■ WHAT IS ASKED: Reproduce the listing below word for word, starting at the line that contains "Each instance of the bao" and continuing through the final line of the listing.

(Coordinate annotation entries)
◇ ◇ ◇ ◇ ◇ ◇ ◇

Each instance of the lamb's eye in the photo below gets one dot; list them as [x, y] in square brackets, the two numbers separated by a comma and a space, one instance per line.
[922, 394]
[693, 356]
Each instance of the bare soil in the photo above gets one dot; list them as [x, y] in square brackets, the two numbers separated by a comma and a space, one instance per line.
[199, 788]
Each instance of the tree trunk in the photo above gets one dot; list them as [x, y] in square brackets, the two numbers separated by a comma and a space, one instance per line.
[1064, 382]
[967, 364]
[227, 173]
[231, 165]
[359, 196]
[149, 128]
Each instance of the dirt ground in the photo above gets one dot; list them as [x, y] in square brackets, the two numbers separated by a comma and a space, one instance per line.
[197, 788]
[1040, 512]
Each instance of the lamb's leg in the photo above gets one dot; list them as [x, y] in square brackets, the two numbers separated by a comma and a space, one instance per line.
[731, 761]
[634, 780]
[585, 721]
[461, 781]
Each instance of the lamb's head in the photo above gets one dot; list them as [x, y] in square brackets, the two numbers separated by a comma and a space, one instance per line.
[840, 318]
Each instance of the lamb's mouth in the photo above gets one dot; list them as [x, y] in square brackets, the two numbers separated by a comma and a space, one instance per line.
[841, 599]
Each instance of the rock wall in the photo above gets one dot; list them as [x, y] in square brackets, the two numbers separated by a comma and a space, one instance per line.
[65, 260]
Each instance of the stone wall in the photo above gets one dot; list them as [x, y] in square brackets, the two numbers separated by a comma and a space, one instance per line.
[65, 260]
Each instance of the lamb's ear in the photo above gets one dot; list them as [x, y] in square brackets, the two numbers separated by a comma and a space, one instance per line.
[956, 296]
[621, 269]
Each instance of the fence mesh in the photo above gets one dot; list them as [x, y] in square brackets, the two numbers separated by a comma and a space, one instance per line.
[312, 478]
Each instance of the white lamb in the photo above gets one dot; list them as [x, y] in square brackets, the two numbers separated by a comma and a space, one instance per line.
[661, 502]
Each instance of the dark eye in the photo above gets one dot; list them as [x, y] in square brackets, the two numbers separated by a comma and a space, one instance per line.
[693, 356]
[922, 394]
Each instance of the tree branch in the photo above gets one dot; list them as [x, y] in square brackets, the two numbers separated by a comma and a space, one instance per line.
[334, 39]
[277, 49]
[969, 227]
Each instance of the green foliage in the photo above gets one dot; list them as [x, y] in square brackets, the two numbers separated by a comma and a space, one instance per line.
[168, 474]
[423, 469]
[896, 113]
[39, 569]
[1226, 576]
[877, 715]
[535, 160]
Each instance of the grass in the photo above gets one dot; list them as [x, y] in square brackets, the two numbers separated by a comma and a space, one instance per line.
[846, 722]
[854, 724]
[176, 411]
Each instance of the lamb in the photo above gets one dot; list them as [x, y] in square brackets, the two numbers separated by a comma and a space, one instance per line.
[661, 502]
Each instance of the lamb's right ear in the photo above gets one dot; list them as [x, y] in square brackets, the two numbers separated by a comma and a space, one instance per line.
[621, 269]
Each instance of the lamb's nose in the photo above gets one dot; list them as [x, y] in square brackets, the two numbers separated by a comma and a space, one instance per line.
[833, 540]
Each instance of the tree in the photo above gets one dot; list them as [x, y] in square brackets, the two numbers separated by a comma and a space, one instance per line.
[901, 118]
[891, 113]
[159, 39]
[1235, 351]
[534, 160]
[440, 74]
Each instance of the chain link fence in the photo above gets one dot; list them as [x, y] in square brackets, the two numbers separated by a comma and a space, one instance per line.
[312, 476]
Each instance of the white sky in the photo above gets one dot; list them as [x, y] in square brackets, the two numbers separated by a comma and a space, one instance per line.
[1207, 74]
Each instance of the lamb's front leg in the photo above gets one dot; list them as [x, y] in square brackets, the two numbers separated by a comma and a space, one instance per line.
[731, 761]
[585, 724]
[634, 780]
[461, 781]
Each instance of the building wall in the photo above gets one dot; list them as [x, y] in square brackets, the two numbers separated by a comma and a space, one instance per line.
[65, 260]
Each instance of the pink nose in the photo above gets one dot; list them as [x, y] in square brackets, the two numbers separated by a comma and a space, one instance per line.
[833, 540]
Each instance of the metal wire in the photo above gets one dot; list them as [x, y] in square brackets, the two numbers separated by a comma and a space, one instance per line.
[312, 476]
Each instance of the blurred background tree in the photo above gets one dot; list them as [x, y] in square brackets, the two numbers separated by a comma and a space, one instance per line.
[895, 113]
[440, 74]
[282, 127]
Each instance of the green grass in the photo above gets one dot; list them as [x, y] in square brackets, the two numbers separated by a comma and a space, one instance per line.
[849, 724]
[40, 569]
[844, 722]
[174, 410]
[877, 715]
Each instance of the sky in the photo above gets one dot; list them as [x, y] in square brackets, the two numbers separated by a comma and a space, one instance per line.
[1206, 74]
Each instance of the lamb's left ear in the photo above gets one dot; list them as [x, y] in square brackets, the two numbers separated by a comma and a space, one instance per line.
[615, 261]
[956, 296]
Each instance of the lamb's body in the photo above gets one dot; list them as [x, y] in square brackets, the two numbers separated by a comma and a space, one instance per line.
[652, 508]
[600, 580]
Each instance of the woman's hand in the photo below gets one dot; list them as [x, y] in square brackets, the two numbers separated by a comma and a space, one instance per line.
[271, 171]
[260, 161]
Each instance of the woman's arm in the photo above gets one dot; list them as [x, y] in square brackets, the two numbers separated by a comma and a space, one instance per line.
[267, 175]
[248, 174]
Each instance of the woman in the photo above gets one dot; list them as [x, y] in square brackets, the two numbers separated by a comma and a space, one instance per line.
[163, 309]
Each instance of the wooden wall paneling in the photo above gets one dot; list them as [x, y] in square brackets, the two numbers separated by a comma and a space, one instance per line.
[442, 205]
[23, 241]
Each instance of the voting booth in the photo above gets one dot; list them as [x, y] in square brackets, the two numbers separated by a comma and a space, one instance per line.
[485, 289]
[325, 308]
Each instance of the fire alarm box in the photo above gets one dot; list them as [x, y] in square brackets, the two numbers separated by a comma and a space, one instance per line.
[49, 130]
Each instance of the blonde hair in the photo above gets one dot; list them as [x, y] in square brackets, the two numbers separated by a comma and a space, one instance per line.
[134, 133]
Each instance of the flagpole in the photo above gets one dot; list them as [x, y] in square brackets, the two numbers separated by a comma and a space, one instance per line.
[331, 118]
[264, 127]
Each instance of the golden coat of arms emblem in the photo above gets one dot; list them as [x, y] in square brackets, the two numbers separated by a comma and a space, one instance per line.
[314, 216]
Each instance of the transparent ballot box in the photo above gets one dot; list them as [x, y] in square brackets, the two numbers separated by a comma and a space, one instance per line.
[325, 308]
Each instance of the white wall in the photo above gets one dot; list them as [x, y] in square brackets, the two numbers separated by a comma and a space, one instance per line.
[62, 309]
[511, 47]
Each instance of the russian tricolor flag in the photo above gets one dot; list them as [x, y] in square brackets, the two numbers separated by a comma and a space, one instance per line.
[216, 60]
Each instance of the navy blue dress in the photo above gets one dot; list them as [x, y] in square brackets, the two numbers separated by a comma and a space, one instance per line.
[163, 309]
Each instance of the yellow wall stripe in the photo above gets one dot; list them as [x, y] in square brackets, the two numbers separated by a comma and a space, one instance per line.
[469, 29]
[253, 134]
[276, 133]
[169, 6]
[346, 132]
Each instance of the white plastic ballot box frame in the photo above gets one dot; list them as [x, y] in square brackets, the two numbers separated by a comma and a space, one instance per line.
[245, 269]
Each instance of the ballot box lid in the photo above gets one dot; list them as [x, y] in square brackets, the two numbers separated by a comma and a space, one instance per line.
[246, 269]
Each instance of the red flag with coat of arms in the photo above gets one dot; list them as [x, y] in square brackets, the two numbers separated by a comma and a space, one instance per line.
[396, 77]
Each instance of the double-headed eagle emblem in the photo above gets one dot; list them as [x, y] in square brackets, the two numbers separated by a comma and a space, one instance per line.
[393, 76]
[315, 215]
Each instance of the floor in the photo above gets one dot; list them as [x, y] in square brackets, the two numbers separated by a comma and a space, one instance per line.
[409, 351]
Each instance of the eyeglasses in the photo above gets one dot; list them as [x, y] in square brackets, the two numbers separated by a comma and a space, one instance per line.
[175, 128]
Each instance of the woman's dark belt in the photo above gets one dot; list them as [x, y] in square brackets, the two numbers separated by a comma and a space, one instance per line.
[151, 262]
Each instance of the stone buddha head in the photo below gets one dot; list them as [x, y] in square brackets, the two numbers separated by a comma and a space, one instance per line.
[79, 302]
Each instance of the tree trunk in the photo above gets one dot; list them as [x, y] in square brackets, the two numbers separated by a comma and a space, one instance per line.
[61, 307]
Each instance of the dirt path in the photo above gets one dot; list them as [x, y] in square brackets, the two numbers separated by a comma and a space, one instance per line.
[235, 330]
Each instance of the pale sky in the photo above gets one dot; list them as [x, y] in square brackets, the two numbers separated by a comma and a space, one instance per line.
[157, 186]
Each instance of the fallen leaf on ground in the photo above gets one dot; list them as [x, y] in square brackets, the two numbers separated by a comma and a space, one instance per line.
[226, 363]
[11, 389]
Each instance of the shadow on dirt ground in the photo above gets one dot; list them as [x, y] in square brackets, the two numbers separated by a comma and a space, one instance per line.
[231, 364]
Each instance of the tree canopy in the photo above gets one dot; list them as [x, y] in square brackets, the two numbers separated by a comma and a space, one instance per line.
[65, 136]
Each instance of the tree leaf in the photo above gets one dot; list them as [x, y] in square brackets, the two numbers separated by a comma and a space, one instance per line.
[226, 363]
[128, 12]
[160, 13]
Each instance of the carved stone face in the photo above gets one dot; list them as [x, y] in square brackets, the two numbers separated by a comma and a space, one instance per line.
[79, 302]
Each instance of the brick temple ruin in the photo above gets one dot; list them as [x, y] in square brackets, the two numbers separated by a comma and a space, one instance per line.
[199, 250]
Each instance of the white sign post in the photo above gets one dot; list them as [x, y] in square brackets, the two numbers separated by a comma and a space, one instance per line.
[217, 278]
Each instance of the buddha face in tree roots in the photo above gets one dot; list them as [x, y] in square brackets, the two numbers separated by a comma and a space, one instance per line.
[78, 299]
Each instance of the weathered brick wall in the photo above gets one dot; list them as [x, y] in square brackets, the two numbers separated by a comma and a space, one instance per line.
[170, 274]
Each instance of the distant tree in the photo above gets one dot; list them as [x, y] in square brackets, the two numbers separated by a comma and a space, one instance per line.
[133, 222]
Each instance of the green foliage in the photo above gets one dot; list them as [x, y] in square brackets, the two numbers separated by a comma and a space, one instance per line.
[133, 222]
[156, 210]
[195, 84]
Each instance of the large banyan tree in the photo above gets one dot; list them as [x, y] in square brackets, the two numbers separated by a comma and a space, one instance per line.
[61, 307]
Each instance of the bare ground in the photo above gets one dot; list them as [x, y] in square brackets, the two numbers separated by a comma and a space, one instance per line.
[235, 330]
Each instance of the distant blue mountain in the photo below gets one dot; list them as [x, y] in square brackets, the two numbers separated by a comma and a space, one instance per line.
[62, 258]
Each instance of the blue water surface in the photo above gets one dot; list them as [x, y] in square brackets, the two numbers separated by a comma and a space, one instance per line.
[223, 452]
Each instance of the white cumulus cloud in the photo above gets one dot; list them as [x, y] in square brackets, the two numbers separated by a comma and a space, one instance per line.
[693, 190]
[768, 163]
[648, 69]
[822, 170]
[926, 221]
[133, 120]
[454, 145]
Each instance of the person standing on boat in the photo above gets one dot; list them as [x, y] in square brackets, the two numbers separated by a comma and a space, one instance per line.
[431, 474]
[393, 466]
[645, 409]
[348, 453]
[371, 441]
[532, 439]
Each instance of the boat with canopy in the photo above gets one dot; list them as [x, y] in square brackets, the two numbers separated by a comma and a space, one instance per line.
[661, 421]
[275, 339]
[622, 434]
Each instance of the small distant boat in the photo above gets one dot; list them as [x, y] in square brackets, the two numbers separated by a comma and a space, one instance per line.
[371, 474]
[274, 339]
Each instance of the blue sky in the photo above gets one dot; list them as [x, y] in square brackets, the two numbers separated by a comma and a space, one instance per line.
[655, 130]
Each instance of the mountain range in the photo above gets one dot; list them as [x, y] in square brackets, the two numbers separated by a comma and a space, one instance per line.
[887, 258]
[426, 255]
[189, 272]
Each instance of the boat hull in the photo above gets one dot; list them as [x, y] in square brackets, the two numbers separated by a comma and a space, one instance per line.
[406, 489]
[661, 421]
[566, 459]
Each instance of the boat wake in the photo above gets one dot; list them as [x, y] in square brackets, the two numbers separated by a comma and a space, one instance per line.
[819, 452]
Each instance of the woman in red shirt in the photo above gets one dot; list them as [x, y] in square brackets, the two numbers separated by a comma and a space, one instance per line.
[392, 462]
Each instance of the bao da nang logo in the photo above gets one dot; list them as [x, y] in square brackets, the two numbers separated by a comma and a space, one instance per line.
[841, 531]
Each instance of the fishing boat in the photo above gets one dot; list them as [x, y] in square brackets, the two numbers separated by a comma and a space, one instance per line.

◇ ◇ ◇ ◇ ◇ ◇ ◇

■ THE REPLY:
Each instance of the bao da nang logo in the photo above gets one dot; list them as [x, y] in square brackets, the two numbers separated by a comma and a space, one instance per line.
[841, 531]
Each instance of the fishing boat in the photo above gets one dot; list them as [x, y] in square brackets, the two numbers separated by a comma and a space, one instance per line.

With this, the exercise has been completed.